Task requirements ▸
Rewrite the listing below, replacing every "Detector Module" with "Locator Module" and leaving everything else unchanged.

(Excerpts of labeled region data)

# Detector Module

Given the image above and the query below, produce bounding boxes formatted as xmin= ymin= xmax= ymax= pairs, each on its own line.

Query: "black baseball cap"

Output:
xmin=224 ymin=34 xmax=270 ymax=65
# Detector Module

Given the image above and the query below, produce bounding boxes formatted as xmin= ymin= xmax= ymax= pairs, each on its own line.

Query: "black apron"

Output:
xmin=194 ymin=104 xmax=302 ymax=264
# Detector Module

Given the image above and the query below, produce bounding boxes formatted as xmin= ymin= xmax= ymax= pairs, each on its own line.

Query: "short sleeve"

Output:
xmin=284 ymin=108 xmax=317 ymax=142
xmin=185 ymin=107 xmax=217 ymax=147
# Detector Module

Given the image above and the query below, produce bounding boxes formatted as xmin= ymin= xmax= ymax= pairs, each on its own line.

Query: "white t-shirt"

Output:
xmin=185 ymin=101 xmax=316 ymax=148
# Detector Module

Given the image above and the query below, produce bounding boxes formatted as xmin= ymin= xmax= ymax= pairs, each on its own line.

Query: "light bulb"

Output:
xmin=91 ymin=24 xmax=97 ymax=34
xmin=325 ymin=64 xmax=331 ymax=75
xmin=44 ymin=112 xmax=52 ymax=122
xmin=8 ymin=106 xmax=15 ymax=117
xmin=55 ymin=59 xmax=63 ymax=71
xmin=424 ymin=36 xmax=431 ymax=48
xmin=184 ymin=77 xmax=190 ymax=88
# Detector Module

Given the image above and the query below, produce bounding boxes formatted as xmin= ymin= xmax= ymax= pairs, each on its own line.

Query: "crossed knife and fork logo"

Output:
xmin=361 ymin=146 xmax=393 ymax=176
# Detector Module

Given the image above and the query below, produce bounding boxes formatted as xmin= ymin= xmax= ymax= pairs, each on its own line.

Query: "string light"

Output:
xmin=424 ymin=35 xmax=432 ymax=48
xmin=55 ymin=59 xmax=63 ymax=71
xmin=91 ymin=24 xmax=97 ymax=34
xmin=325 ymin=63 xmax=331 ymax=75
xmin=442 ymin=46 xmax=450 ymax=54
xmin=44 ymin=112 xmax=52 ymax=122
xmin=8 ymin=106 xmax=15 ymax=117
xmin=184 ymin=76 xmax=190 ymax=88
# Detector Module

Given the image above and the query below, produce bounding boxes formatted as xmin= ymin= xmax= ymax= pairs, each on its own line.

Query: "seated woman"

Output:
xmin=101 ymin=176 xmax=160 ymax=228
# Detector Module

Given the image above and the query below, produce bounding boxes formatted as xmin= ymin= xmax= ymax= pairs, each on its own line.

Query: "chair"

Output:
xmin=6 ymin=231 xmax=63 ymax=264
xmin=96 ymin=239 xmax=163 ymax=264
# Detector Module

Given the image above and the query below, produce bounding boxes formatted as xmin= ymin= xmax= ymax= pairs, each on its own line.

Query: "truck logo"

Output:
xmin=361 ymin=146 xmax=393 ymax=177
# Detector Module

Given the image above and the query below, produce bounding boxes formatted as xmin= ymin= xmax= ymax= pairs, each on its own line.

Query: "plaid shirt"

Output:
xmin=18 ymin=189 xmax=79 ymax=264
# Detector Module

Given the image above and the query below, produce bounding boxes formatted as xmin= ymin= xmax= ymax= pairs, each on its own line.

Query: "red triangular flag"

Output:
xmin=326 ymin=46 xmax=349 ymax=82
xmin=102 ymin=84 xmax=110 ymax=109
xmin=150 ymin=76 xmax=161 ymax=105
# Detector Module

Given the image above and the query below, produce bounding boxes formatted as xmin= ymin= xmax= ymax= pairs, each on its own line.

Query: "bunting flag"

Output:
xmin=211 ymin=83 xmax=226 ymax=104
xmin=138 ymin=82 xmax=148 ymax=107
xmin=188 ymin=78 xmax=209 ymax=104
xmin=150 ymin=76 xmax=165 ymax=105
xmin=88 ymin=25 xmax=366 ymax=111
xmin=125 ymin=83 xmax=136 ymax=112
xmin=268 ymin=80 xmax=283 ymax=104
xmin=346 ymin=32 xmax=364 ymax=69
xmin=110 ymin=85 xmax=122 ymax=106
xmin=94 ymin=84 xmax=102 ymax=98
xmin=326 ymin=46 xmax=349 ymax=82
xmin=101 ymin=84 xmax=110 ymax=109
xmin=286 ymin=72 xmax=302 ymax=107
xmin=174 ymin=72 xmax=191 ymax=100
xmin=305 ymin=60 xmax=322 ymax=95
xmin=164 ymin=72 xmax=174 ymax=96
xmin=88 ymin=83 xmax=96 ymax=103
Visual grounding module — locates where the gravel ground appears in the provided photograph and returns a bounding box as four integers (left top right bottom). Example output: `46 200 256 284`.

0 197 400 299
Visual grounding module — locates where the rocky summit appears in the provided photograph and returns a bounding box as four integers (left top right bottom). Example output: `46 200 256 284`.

Task result ▸
# Locator Module

Given the image above and the query below, produce bounding boxes formatted as xmin= ymin= xmax= ymax= pairs, each on its own line.

Query: "black baseball cap"

Output:
xmin=224 ymin=34 xmax=270 ymax=65
# Locator Module

Given the image above and the query below, produce bounding boxes formatted as xmin= ymin= xmax= ymax= pairs, each on its own line.

Query: "black apron"

Output:
xmin=194 ymin=104 xmax=302 ymax=264
# Locator Module

Given the image above and the query below, produce bounding boxes formatted as xmin= ymin= xmax= ymax= pairs, each on its own line.

Query: "short sleeve"

Output:
xmin=284 ymin=108 xmax=317 ymax=142
xmin=185 ymin=107 xmax=217 ymax=147
# Locator Module

Given the image above and the query below, produce bounding boxes formatted as xmin= ymin= xmax= ymax= pairs, each on its own line.

Query: "white t-shirt"

Output:
xmin=185 ymin=101 xmax=316 ymax=148
# Locator Module

Given the image above and the query below, produce bounding boxes formatted as xmin= ymin= xmax= ymax= pairs, each on its own line.

Query: "light bulb"

Output:
xmin=91 ymin=24 xmax=97 ymax=34
xmin=325 ymin=64 xmax=331 ymax=75
xmin=44 ymin=112 xmax=52 ymax=122
xmin=8 ymin=106 xmax=15 ymax=117
xmin=55 ymin=59 xmax=63 ymax=71
xmin=424 ymin=36 xmax=431 ymax=48
xmin=184 ymin=77 xmax=190 ymax=88
# Locator Module

Given the image above and the query below, produce bounding boxes formatted as xmin= ymin= xmax= ymax= pairs, each on its own line.

Query: "crossed knife and fork logo"

Output:
xmin=361 ymin=146 xmax=393 ymax=176
# Locator Module

Given the image above and the query below, produce bounding boxes formatted as xmin= ymin= xmax= ymax= pairs, each on its own line.

Query: "string light"

Output:
xmin=424 ymin=35 xmax=432 ymax=48
xmin=55 ymin=59 xmax=63 ymax=71
xmin=91 ymin=24 xmax=97 ymax=34
xmin=325 ymin=63 xmax=331 ymax=75
xmin=442 ymin=46 xmax=450 ymax=54
xmin=44 ymin=112 xmax=52 ymax=122
xmin=8 ymin=106 xmax=15 ymax=117
xmin=184 ymin=76 xmax=190 ymax=88
# Locator Module

Given the image above and the query below, produce bounding boxes formatted as xmin= ymin= xmax= ymax= pairs, each on its own line.

Query: "seated woman"

Output:
xmin=101 ymin=176 xmax=160 ymax=228
# Locator Module

Given the image above and the query below, produce bounding boxes formatted as xmin= ymin= xmax= ymax= pairs, each on its own line.

Query: "chair"

Output:
xmin=6 ymin=231 xmax=63 ymax=264
xmin=96 ymin=239 xmax=163 ymax=264
# Locator Module

Given the image above and the query below, produce bounding boxes formatted as xmin= ymin= xmax= ymax= pairs, each on its own line.

Query: "truck logo"

Output:
xmin=361 ymin=146 xmax=393 ymax=177
# Locator Module

Given the image above and the query below, produce bounding boxes formatted as xmin= ymin= xmax= ymax= pairs, each on its own line.

Query: "plaid shirt"

Output:
xmin=18 ymin=189 xmax=79 ymax=264
# Locator Module

Given the image above and the query below, produce bounding boxes formatted as xmin= ymin= xmax= ymax= pairs, each on its own line.

Query: "red triangular flag"

Output:
xmin=326 ymin=46 xmax=349 ymax=82
xmin=102 ymin=84 xmax=110 ymax=109
xmin=150 ymin=76 xmax=161 ymax=105
# Locator Module

Given the image above and the query below, produce bounding boxes formatted as xmin= ymin= xmax= ymax= pairs, each on its own line.

Query: "bunting flag"

Output:
xmin=211 ymin=83 xmax=226 ymax=104
xmin=138 ymin=82 xmax=148 ymax=107
xmin=188 ymin=78 xmax=209 ymax=104
xmin=150 ymin=76 xmax=165 ymax=105
xmin=88 ymin=25 xmax=366 ymax=111
xmin=125 ymin=83 xmax=136 ymax=112
xmin=268 ymin=80 xmax=283 ymax=104
xmin=346 ymin=32 xmax=364 ymax=69
xmin=110 ymin=85 xmax=122 ymax=106
xmin=94 ymin=84 xmax=102 ymax=98
xmin=326 ymin=46 xmax=349 ymax=82
xmin=101 ymin=84 xmax=110 ymax=109
xmin=286 ymin=72 xmax=302 ymax=107
xmin=174 ymin=72 xmax=191 ymax=100
xmin=305 ymin=60 xmax=322 ymax=95
xmin=164 ymin=72 xmax=174 ymax=96
xmin=88 ymin=83 xmax=96 ymax=103
Visual grounding module — locates where the gravel ground appears in the provided photograph and returns a bounding box as four integers (left top right bottom). Example output: `46 200 256 284`.

0 197 400 299
Visual grounding module — locates where the rocky summit appears in the provided photograph and returns a bounding box as four integers (left top right bottom). Example output: `46 200 256 284`.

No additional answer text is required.